Some additional results were obtained in addition to birth weight and gestational age. First, the proportion of women with LBW (< 2.5 kg) was high, indicating that women with IXT might be LBW. There was a trend towards a higher proportion of women among patients with intermittent exotropia, and although this was not statistically significant in terms of genetics, it suggests that strabismus and a history of strabismus surgery on the mother’s side rather than on the father’s side may have a slightly greater effect on intermittent exotropia. Prospective research on genetics is warranted in the future. If a genetic relationship is confirmed, it will contribute to explain the influence of strabismus and surgical history in the parents on the prevalence and prognosis of IXT. Collecting data on the incidence of IXT in the parents of children affected by IXT would also be important to shed light on this issue.

Data listing:
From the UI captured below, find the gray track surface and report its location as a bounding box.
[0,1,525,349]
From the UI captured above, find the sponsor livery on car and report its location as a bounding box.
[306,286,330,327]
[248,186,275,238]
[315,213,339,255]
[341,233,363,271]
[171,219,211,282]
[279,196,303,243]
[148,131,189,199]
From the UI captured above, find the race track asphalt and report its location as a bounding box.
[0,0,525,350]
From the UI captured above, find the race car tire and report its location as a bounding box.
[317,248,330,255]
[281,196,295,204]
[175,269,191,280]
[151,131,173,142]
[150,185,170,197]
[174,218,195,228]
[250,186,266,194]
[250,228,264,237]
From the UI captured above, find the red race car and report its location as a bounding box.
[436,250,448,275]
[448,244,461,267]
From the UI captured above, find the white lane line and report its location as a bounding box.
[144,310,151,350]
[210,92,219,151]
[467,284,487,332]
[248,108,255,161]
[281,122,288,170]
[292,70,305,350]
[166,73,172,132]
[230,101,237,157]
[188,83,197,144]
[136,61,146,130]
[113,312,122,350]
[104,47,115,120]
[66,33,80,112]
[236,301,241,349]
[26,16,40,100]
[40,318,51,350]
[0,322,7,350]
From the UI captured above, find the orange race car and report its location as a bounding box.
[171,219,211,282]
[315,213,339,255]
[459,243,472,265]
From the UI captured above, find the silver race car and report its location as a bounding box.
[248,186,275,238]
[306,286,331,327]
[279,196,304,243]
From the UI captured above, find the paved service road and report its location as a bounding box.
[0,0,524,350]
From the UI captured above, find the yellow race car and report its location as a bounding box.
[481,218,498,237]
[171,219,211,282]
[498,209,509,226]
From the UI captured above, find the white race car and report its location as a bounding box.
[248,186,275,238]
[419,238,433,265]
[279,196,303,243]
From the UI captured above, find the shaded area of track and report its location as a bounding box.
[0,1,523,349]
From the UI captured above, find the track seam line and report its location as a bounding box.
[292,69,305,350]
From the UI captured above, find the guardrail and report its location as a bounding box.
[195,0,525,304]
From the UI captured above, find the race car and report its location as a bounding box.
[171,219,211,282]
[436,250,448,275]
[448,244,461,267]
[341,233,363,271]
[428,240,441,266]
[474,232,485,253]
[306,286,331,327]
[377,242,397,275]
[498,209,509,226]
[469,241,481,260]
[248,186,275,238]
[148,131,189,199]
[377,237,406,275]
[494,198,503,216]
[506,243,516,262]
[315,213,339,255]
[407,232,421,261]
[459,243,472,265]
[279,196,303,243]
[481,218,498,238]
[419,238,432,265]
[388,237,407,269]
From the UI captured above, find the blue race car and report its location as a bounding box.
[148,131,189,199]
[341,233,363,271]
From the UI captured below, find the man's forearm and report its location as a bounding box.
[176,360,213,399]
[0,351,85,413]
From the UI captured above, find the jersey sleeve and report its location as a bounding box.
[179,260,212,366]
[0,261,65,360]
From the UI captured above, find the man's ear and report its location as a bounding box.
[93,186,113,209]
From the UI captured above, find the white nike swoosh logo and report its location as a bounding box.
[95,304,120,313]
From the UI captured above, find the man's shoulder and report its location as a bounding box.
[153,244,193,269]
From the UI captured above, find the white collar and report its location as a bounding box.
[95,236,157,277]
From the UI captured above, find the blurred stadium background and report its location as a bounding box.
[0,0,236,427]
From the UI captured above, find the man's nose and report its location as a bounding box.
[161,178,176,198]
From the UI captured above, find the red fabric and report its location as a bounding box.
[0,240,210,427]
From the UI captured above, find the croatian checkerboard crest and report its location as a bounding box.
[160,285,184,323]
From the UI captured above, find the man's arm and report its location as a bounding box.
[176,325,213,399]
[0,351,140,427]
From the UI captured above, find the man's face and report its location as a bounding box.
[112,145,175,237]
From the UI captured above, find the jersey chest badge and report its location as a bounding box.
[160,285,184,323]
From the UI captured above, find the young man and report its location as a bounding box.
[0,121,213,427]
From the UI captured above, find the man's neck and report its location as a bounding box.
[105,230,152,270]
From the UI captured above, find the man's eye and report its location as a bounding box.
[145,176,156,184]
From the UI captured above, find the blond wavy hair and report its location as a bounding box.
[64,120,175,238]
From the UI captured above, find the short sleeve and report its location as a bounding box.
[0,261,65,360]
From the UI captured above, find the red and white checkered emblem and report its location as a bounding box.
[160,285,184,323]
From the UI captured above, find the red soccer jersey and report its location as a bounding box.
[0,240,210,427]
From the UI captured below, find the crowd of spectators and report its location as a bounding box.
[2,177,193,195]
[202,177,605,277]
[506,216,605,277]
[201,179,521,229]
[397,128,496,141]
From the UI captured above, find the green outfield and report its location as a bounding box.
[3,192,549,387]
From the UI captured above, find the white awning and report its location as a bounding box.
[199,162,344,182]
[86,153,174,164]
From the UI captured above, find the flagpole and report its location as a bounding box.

Tasks to carry out:
- a) Answer these from the passage on intermittent exotropia:
(i) What weight cutoff does it give for LBW?
(ii) Was the trend toward a higher proportion of women statistically significant in terms of genetics?
(iii) What kind of research does it call warranted in the future?
- b) Could you recast the paragraph of the passage on intermittent exotropia that begins "Some additional results were obtained" as a short bulleted list that keeps its main facts?
- c) How would the passage on intermittent exotropia go on? Write its next part, starting after its final sentence.
The items have no connection to the passage on intermittent exotropia.

Task responses:
- a)
(i) Less than 2.5 kg.
(ii) No, it was not statistically significant in terms of genetics.
(iii) Prospective research on genetics.

- b)
- Results beyond birth weight and gestational age were obtained.
- A high proportion of women had LBW (< 2.5 kg), suggesting that women with IXT might be LBW.
- Patients with intermittent exotropia showed a trend toward a higher proportion of women. This was not statistically significant in terms of genetics, but it suggests that strabismus and strabismus surgery history on the mother's side may have a slightly greater effect than on the father's side.
- Prospective genetic research is warranted. A confirmed genetic link would help explain how parental strabismus and surgical history affect IXT prevalence and prognosis.
- Data on IXT incidence in the parents of affected children would also help clarify this issue.

- c)
Although previous studies have reported that the prevalence of strabismus is higher in premature infants25,26,27,28,29,30,31,32, the probability of developing strabismus and the size of the angle of strabismus may be separate, and the near angle of strabismus can be approximately 1D less in premature infants. The number of patients who required glasses in the preterm group was 1.254 times that of the full-term group. This is similar to the findings of a previous report that revealed more severe visual problems in preterm children than in children born at full term, with lower visual acuity and an increased risk of refractive errors being observed in the neonatal period1. Furthermore, the operation plan was 49% in the full-term group versus 52% in the preterm group (although the difference was not statistically significant). This could be a reflection of poorer stereoacuity in the preterm group, leading to an early decision for surgery. However, the operation plan in the LBW group was lower than that in the NBW group (46% versus 51%, p-value: 0.07). In our study, the decision to perform surgery was based on objective criteria (degree, angle, and age of stereoacuity) as well as in the subjective judgment of the practitioner at the time of the first visit. Some differences in stereoacuity were identified in premature infants in terms of age and angle at the time of visit, among others. Since subjective judgment partially relies on these differences, this introduces a potential source of bias. In the future, it will be more appropriate to conduct research by prospectively determining not only the time of the first visit but also the extent of future surgeries.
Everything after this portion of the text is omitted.